• [Brief]:
With all images left out, restate the records below exactly as written.

'''

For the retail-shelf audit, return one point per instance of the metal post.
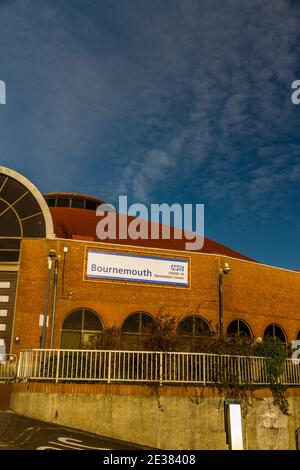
(220, 283)
(43, 338)
(54, 302)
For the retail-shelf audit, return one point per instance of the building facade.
(257, 300)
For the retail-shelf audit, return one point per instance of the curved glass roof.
(20, 216)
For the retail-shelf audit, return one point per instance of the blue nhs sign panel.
(119, 266)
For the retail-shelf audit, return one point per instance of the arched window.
(275, 331)
(23, 214)
(190, 330)
(136, 328)
(78, 328)
(239, 328)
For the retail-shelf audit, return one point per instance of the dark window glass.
(78, 203)
(9, 224)
(50, 202)
(73, 321)
(12, 190)
(132, 324)
(78, 328)
(275, 331)
(139, 322)
(9, 243)
(3, 205)
(239, 328)
(63, 202)
(136, 329)
(193, 326)
(91, 322)
(34, 227)
(91, 205)
(9, 256)
(70, 340)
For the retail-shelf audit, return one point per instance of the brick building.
(257, 300)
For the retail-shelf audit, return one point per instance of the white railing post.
(109, 367)
(140, 367)
(160, 368)
(239, 370)
(57, 366)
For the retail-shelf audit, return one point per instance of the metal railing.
(62, 365)
(8, 367)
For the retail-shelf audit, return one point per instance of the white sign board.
(137, 268)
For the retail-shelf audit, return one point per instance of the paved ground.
(17, 432)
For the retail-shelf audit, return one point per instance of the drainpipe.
(54, 301)
(51, 255)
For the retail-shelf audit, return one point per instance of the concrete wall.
(166, 418)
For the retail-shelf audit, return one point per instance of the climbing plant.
(276, 353)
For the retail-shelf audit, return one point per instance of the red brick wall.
(258, 294)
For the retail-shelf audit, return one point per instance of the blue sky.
(164, 101)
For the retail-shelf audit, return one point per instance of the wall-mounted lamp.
(17, 339)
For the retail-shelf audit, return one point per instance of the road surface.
(18, 432)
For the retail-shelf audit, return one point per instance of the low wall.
(160, 417)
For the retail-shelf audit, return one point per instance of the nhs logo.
(2, 92)
(177, 267)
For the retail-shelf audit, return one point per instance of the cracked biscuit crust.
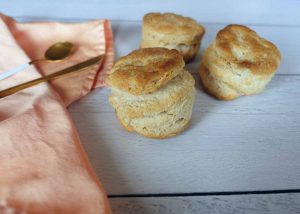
(145, 70)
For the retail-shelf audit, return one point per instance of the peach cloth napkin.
(43, 167)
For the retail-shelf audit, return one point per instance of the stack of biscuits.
(172, 31)
(237, 63)
(152, 93)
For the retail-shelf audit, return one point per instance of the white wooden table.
(240, 156)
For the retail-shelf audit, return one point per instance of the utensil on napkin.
(43, 166)
(56, 75)
(56, 52)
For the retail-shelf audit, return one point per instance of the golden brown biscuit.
(239, 62)
(145, 70)
(138, 106)
(172, 31)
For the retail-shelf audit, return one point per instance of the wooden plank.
(251, 143)
(238, 204)
(255, 11)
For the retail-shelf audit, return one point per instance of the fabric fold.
(43, 166)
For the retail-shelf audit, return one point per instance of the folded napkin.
(43, 167)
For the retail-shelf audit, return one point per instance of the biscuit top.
(170, 23)
(242, 46)
(145, 70)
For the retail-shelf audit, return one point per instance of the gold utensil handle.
(70, 70)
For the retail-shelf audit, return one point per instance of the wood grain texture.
(251, 143)
(237, 204)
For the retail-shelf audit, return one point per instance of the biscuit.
(239, 62)
(166, 96)
(145, 70)
(172, 31)
(166, 123)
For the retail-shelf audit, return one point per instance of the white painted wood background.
(252, 143)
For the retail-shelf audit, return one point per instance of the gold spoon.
(56, 52)
(59, 74)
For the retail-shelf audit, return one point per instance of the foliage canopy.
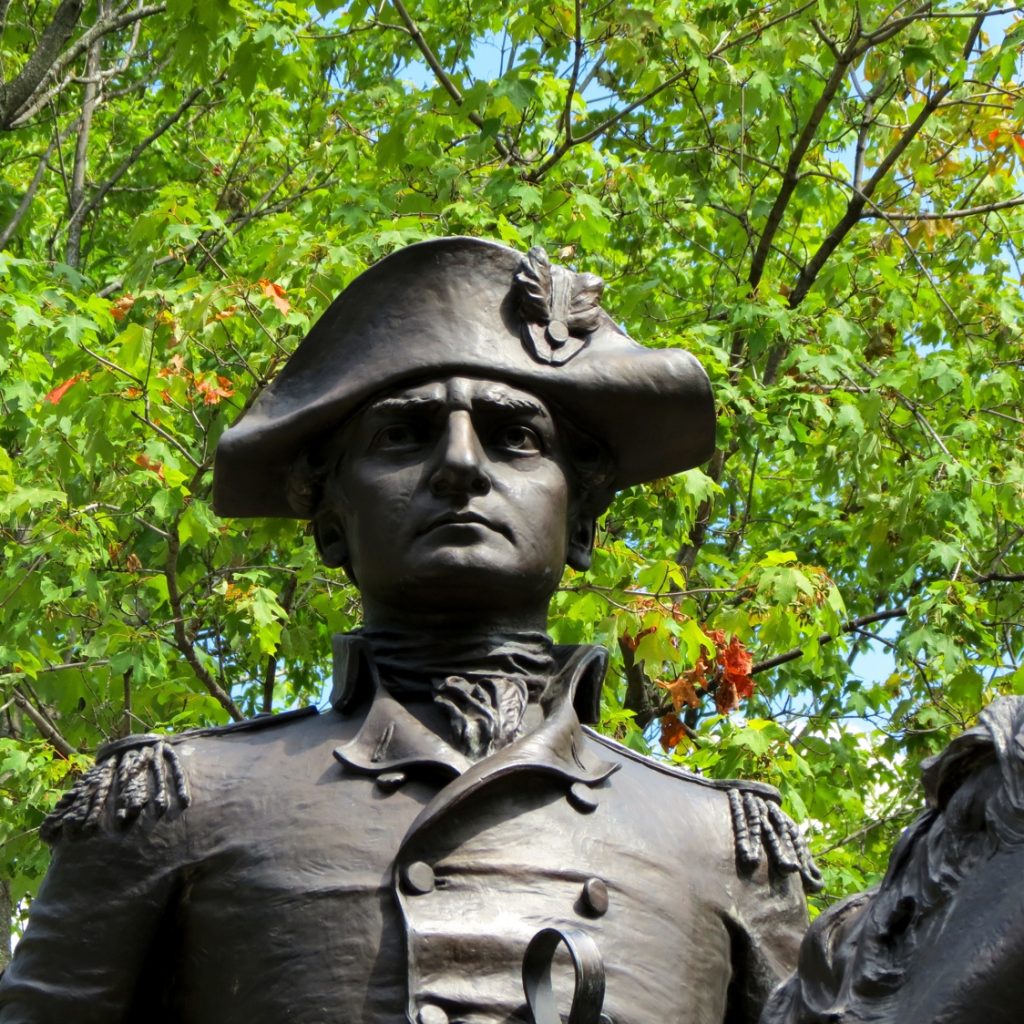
(822, 201)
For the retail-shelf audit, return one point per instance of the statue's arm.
(768, 916)
(941, 939)
(769, 922)
(94, 929)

'''

• [Answer to the problem]:
For the retail-shelf audit, return one point per instance of the metal post.
(220, 283)
(43, 338)
(54, 302)
For the retail-shelf audit, return one point per instance of the building facade.
(257, 300)
For the retail-shelf audit, return one point per instance of the curved glass roof.
(20, 216)
For the retail-shelf audit, return one point per instance of the blue nhs sign panel.
(119, 266)
For the retail-shelf audit, return one point per instance of the arched window.
(275, 331)
(23, 214)
(190, 330)
(136, 328)
(78, 328)
(239, 328)
For the retail-shelf audit, return one point per instance of the dark window glass.
(78, 203)
(9, 224)
(50, 202)
(73, 321)
(12, 190)
(132, 324)
(78, 328)
(275, 331)
(139, 322)
(9, 243)
(3, 205)
(239, 328)
(63, 202)
(136, 329)
(193, 326)
(91, 322)
(34, 227)
(91, 205)
(9, 256)
(70, 340)
For the retail-shelf audit, return one point per instance of the brick building.
(257, 300)
For the retail-shelf audit, return one point per instance of the white railing post.
(109, 367)
(140, 367)
(160, 368)
(239, 370)
(57, 366)
For the retail-shelf audit, return one point per instance of the metal railing.
(62, 365)
(8, 367)
For the retail-shelf audit, return one point per instance of the white sign board.
(137, 268)
For the retail-shelf audit, return one point per instance of the paved ground.
(17, 432)
For the retail-shelf audit, return one point per instance of the drainpipe.
(54, 301)
(51, 255)
For the retail-shelf audit, return one point per instance of the concrete wall.
(166, 418)
For the retail-shelf audit, return one point per instance of the climbing plant.
(276, 353)
For the retail-shelf audit, return one point per instance of the red brick wall.
(258, 294)
For the retail-shelf audit, return one point per instance of the blue sky.
(164, 101)
For the retail-shelf audit, return one point per instance of the wall-mounted lamp.
(17, 339)
For the retail-shelf audit, return one point per instance of the road surface.
(18, 432)
For the retail-shelf audit, return one point per instance of the low wall.
(160, 417)
For the retail-shelf audit, return one point per instance of the nhs logo.
(2, 92)
(177, 267)
For the retail-shelf audit, return one point per instance of the cracked biscuit crust.
(145, 70)
For the retail-shelf audit, return one point per instance of the peach cloth napkin.
(43, 167)
For the retail-shelf audit, return one point per instance of the stack of biscuits.
(172, 31)
(237, 63)
(152, 93)
For the retail-shelf audit, return one point per instance of the white wooden table.
(240, 156)
For the retail-shelf audit, return one point per instance of the utensil on napkin.
(43, 166)
(56, 75)
(56, 52)
For the retail-shelf audit, return one point per instance of the golden brown biscuit.
(239, 62)
(145, 70)
(138, 106)
(172, 31)
For the retail-shelf audit, return one point per instance of the wooden plank.
(251, 143)
(238, 204)
(255, 11)
For the retail-shelf audit, return one point per instance of the fabric fold.
(43, 166)
For the retail-shelf audit, return one point per instance of the folded napkin.
(43, 167)
For the retail-shelf audit, return one point per instance of the biscuit top.
(170, 23)
(242, 46)
(145, 70)
For the retail-shelf audit, return one point per instance of the gold utensil handle.
(70, 70)
For the retail-shelf audit, return one point per instance of the wood grain texture.
(251, 143)
(237, 204)
For the retail-shelf audit, return one point per instance of the biscuit.
(239, 62)
(166, 96)
(145, 70)
(172, 31)
(166, 123)
For the retail-shelf audit, return one point per instance of the white painted wood background.
(252, 143)
For the retail-shelf audit, return one point per instance of the gold spoon.
(56, 52)
(59, 74)
For the retail-shelf audit, return one point per instance of the foliage canopy.
(822, 201)
For the retail-shelf audit, return one point per instance of the statue's arm.
(768, 916)
(941, 939)
(769, 922)
(94, 929)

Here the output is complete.